-- Data extract follows --
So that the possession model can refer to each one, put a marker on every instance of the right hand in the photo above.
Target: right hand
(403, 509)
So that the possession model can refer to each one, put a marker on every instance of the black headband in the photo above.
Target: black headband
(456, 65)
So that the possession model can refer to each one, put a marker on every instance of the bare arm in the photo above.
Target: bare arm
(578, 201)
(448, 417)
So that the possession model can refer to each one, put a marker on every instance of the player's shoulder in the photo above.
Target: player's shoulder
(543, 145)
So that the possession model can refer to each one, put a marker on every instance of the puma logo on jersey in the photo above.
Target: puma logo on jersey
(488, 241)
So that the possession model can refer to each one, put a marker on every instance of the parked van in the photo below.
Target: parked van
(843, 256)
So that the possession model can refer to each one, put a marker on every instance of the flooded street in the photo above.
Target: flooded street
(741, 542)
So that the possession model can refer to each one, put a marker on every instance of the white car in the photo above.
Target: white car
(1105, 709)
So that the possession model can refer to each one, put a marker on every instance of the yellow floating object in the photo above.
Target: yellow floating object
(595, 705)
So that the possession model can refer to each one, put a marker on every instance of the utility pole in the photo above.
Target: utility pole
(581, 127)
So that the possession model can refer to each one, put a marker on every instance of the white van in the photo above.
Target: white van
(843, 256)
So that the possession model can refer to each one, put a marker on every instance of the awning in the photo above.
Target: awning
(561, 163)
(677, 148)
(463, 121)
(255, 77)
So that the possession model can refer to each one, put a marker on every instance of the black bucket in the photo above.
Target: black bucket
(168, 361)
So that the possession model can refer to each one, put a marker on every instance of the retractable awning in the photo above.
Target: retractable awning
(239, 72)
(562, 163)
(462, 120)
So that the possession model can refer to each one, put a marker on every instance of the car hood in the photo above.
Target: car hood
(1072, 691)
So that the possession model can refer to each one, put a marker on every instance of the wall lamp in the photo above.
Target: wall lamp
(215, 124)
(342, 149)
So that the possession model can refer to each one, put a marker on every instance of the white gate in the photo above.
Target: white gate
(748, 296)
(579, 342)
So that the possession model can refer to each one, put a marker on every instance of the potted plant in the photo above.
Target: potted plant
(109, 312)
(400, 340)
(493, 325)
-- Data extract concluded --
Every single entry above has to be copied exactly.

So that the possession model can refer to each one, put a marker on every instance of the right hand in the photo above.
Target: right hand
(403, 509)
So that the possession model can refer to each one, put a marker on every instance of the black headband in the photo above.
Target: black headband
(456, 65)
So that the possession model can refer to each one, put a marker on every instance of the bare arm in the photo above.
Target: bare arm
(578, 201)
(448, 417)
So that the possession model can refer to each one, put a marker on every instance of the player's shoulder in the photo above.
Target: player's shoulder
(543, 145)
So that the possession model can refer to each one, put a marker on every instance of the puma logo on jersey in the photo above.
Target: puma logo on jersey
(488, 241)
So that the possession model can refer to each one, put a marker on every instance of the parked van in the photo below.
Target: parked van
(843, 256)
So that the possession model can refer to each one, put a marker on every instance of the flooded street in the photo above.
Target: flooded street
(741, 542)
So that the possession model can refer to each one, put a marker on every instance of the white car in the photo above.
Target: white car
(1105, 709)
So that the possession model can refer to each one, put a marker on every instance of the yellow floating object in the photo above.
Target: yellow floating object
(595, 705)
So that the possession model can refer to each one, put a marker on every instance of the utility pole in the photo above.
Target: utility pole
(581, 127)
So that the possession model can refer to each one, put a marker on every instance of the white van in the photo above.
Target: white van
(843, 256)
So that the possession model can refer to each one, put a marker on every instance of the awning in the photo above.
Target: awning
(561, 163)
(677, 148)
(463, 121)
(255, 77)
So that the possession model can refer to each one, put a marker on every instance of the black bucket in the photo above.
Target: black bucket
(168, 361)
So that the possession model can refer to each one, put a marker on every instance of the retractable awning in the photo above.
Target: retractable awning
(239, 72)
(562, 163)
(462, 120)
So that the possession model can refer to each one, put a marker on every instance of the car hood in the photo above.
Target: car hood
(1072, 691)
So that the possession model can refer to each one, put a marker on every instance of the wall lamp in the photo above.
Target: wall lamp
(215, 124)
(342, 149)
So that the possession model can refer to each one, put a marker on every instance of the white gate in the photo above.
Target: white gate
(748, 296)
(579, 342)
So that the possession model can refer to each one, put a marker on every instance of the potted plant in the photo above.
Target: potted plant
(109, 312)
(400, 340)
(493, 325)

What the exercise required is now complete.